__Job__. Reproduce every item below verbatim, leaving out the pictures.
[START Data section]
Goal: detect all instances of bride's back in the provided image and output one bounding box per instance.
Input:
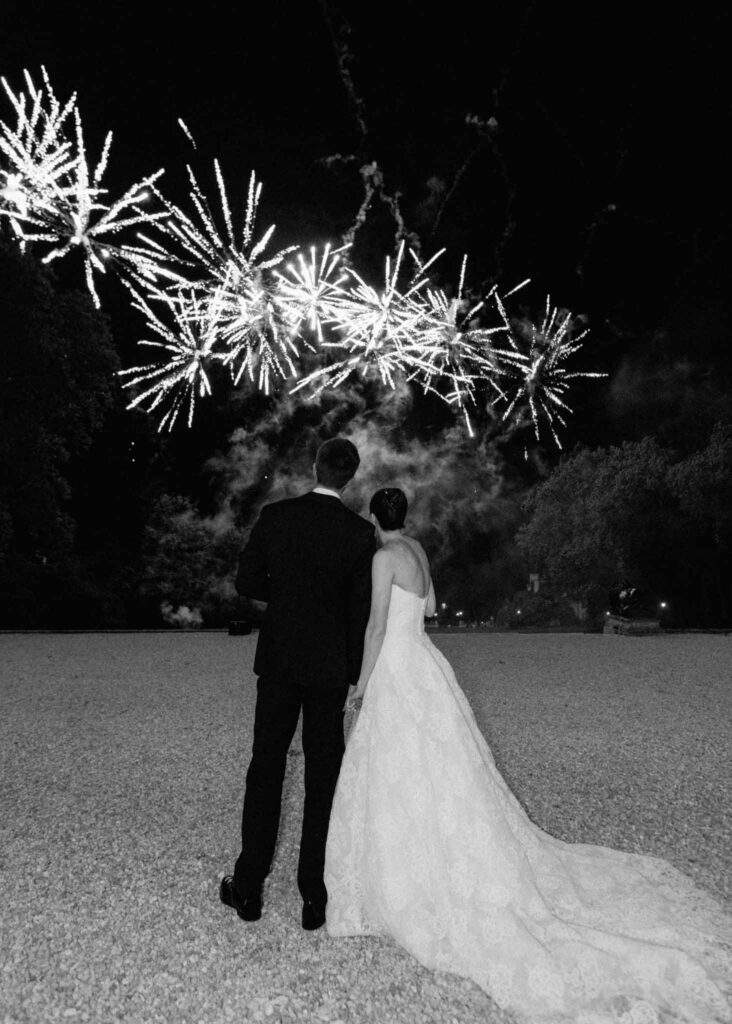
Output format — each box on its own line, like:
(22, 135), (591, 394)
(382, 536), (430, 597)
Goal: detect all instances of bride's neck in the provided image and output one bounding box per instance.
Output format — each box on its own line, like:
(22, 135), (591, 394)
(379, 529), (404, 547)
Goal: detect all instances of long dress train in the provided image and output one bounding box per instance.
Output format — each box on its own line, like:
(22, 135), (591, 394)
(326, 586), (732, 1024)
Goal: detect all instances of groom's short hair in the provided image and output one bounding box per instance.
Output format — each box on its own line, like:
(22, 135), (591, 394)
(315, 437), (360, 490)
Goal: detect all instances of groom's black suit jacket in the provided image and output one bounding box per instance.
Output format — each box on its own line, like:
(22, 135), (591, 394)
(236, 492), (376, 687)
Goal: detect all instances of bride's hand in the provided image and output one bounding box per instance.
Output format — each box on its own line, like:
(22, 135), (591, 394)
(343, 686), (363, 712)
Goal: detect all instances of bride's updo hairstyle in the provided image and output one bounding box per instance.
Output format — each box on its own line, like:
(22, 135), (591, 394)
(369, 487), (407, 529)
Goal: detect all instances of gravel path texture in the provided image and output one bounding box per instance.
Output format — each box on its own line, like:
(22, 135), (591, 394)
(0, 633), (732, 1024)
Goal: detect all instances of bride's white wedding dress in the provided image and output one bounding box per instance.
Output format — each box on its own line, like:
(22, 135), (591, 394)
(326, 586), (732, 1024)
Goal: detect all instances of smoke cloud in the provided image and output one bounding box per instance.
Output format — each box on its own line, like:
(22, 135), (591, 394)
(207, 384), (523, 614)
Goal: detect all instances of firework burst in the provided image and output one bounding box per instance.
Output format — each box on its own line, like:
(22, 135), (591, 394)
(0, 72), (165, 307)
(0, 69), (605, 447)
(0, 68), (78, 233)
(120, 289), (226, 430)
(292, 242), (441, 397)
(497, 296), (607, 449)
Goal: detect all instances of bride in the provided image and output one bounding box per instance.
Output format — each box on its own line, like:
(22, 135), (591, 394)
(326, 488), (732, 1024)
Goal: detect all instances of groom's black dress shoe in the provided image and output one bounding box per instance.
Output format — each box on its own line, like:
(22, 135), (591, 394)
(302, 899), (326, 932)
(219, 874), (262, 921)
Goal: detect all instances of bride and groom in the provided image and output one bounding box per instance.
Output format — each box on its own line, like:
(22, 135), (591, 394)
(220, 438), (732, 1024)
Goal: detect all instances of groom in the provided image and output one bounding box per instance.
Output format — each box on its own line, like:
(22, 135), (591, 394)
(220, 437), (376, 930)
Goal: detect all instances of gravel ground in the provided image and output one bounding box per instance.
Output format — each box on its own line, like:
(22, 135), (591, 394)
(0, 633), (732, 1024)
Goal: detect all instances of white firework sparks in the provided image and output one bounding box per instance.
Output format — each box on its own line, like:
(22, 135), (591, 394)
(0, 68), (78, 236)
(120, 289), (225, 431)
(275, 243), (350, 351)
(421, 256), (515, 415)
(497, 296), (607, 449)
(132, 161), (309, 393)
(0, 73), (165, 307)
(293, 242), (441, 397)
(0, 69), (606, 447)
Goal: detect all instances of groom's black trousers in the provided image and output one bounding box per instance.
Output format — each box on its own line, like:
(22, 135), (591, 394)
(233, 677), (348, 900)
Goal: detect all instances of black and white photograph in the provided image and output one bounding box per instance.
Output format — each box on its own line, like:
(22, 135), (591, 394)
(0, 0), (732, 1024)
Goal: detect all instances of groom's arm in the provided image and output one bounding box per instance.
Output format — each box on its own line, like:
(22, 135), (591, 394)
(235, 505), (269, 610)
(348, 529), (376, 686)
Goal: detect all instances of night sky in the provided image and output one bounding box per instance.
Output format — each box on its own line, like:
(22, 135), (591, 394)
(0, 0), (732, 443)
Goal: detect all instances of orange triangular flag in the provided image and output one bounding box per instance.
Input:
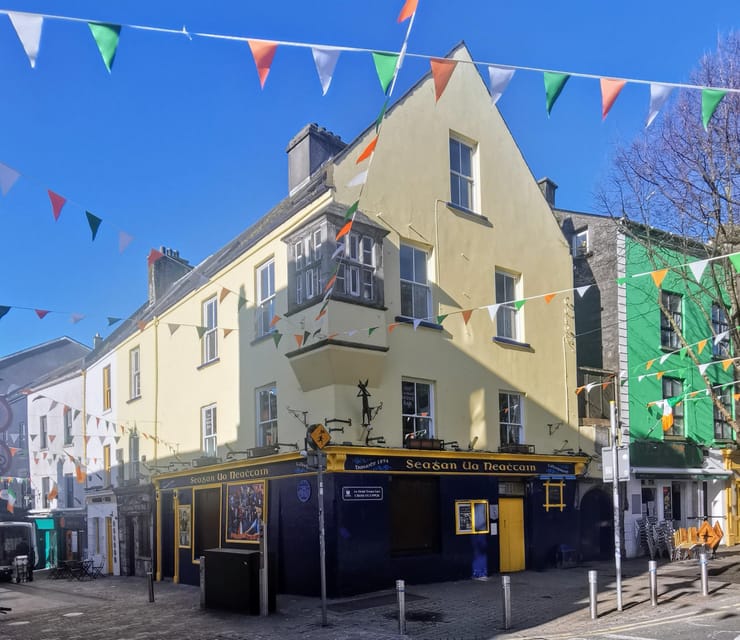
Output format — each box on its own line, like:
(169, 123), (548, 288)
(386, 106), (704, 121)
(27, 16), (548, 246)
(429, 58), (457, 102)
(247, 39), (277, 89)
(601, 78), (627, 120)
(398, 0), (419, 22)
(355, 136), (378, 164)
(650, 269), (668, 287)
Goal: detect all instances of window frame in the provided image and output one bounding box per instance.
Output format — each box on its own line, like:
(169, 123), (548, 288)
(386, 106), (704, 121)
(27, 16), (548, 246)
[END Data section]
__Response__.
Goal: detect all instances of bride's back in the provided image and output one bounding box per instance.
Input:
Output format — each box on its own line, like:
(22, 135), (591, 394)
(382, 536), (430, 597)
Goal: detect all instances of bride's neck in the provided image and output one bounding box per instance.
Output format — each box on its own line, like:
(22, 135), (591, 394)
(379, 529), (404, 547)
Goal: detect all instances of long dress train in the provided image and output one bounding box per instance.
Output format — each box on its own line, like:
(22, 135), (591, 394)
(326, 586), (732, 1024)
Goal: detect all instances of groom's short hair in the provided image and output one bounding box per instance.
Output format — each box on its own line, like:
(22, 135), (591, 394)
(315, 437), (360, 490)
Goal: detect all instances of groom's black suit jacket in the provided image and output one bounding box per instance.
Output format — each box on its own line, like:
(22, 135), (591, 394)
(236, 492), (376, 687)
Goal: detect all instances of bride's hand in the provided image and output one bounding box per instance.
Output format — each box on its own line, like:
(22, 135), (591, 394)
(343, 686), (363, 712)
Goal: detect all instances of bride's updo hairstyle in the provided image and output one bounding box per instance.
Output format — each box on its own line, like:
(22, 135), (591, 394)
(369, 487), (407, 529)
Goal: detect all instances of gravel path texture in the provided image and output one bounding box per instance.
Output format — each box on its own line, like:
(22, 135), (591, 394)
(0, 633), (732, 1024)
Goal: detect all instances of bride's white wedding dress in the provided image and output one bounding box per instance.
Output format — each box on its own line, like:
(22, 135), (591, 394)
(326, 586), (732, 1024)
Goal: detect all instances of smoke cloud in the provided image and output one bounding box per instance.
Output format — each box on its own line, like:
(22, 135), (591, 394)
(207, 384), (523, 614)
Goal: detect all instances of firework burst in the provided image and output one bounding box per instance.
Output format — each box on its own line, like:
(22, 135), (591, 394)
(0, 72), (165, 307)
(0, 69), (605, 447)
(0, 68), (78, 233)
(120, 289), (226, 430)
(292, 242), (441, 397)
(497, 296), (607, 449)
Goal: detect all instances of bride in the provided image and output one bounding box per instance.
Output format — each box on its own line, like:
(22, 135), (591, 394)
(326, 488), (732, 1024)
Goal: detect all instances of groom's black dress shoe in the provided image and output one bounding box per instance.
Output format — each box on its own line, like:
(22, 135), (591, 394)
(302, 899), (326, 932)
(219, 874), (262, 921)
Goal: detect all instances of bride and groom in the provided image and output one bounding box per instance.
Output format — each box on its own line, like:
(22, 135), (591, 394)
(220, 438), (732, 1024)
Goal: detect all instances of groom in the provided image and output one bounding box per instance.
Output format — each box on its own line, like:
(22, 135), (591, 394)
(220, 437), (376, 930)
Goal: detect all instances of gravel ground in the provided image and output one bounding box per instance.
Output format — each box on its own line, like:
(22, 135), (591, 394)
(0, 633), (732, 1024)
Goal: detect all instances of white firework sparks in the provided image and output one bounding box per instance.
Output format — each box on its own line, like:
(22, 135), (591, 394)
(0, 68), (78, 236)
(120, 289), (225, 431)
(275, 243), (350, 351)
(421, 256), (515, 415)
(497, 296), (607, 449)
(132, 161), (309, 393)
(0, 73), (165, 307)
(293, 242), (441, 397)
(0, 69), (606, 447)
Goal: detect all instances of groom's black trousers in the provided image and output one bounding box per instance.
Output format — each box on its own line, like:
(22, 135), (591, 394)
(233, 677), (348, 900)
Goal: detect all instances of black and white photograph in the provided image and output one bounding box per instance.
Output format — each box on its own line, like:
(22, 135), (591, 394)
(0, 0), (732, 1024)
Goal: detect all instances of groom's arm in the provided image and output one bounding box per instance.
Output format — each box on its own line, like:
(22, 135), (591, 394)
(235, 505), (269, 610)
(348, 529), (376, 686)
Goal: detect all instances of night sky in the provided image and output one bounding box per instance.
Output format — each box on its own line, like:
(22, 135), (591, 394)
(0, 0), (732, 443)
Goal: detect all instances of orange triangular flag in the provided image and output one bounding box per instance.
Input:
Output format — each box on its own line, like:
(169, 123), (548, 288)
(386, 106), (704, 121)
(27, 16), (548, 246)
(429, 58), (457, 102)
(247, 39), (277, 89)
(601, 78), (627, 120)
(398, 0), (419, 22)
(355, 136), (378, 164)
(650, 269), (668, 287)
Goal: detect all instances of window frame in the provided image and output one bounding box per instance.
Output format — each box on its own line, like:
(169, 123), (548, 288)
(386, 106), (704, 121)
(27, 16), (548, 246)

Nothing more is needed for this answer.